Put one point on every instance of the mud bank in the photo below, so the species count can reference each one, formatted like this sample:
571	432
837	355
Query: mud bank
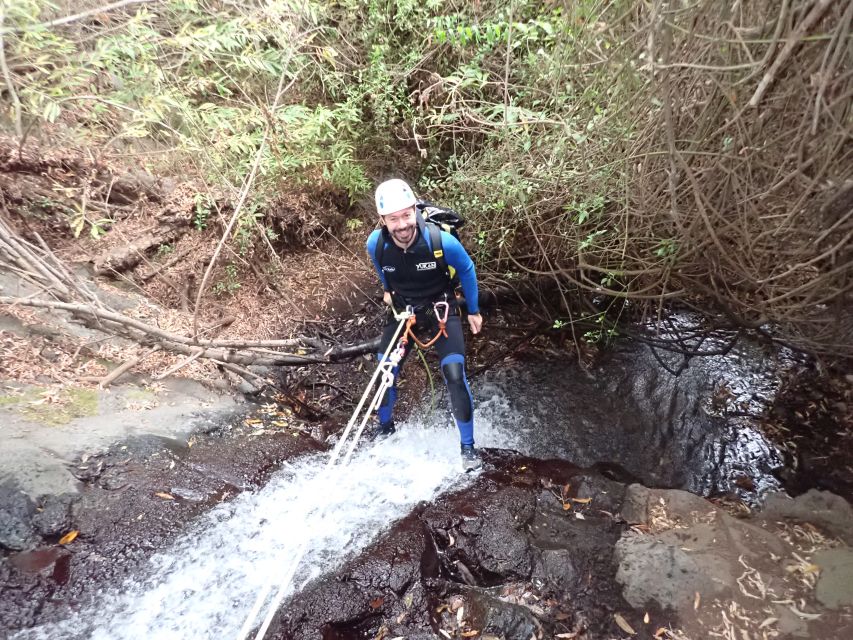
541	549
133	500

■ Given exercise
Reproduce the items above with each "mud bank" changed to "gravel bar" and every other part kept as is. Leave the pictures out.

■ Exercise output
Put one point on every instance of the gravel bar in the photo below, so the species count can reference each one, formatted like this sample:
571	432
837	355
Query: gravel bar
541	549
133	500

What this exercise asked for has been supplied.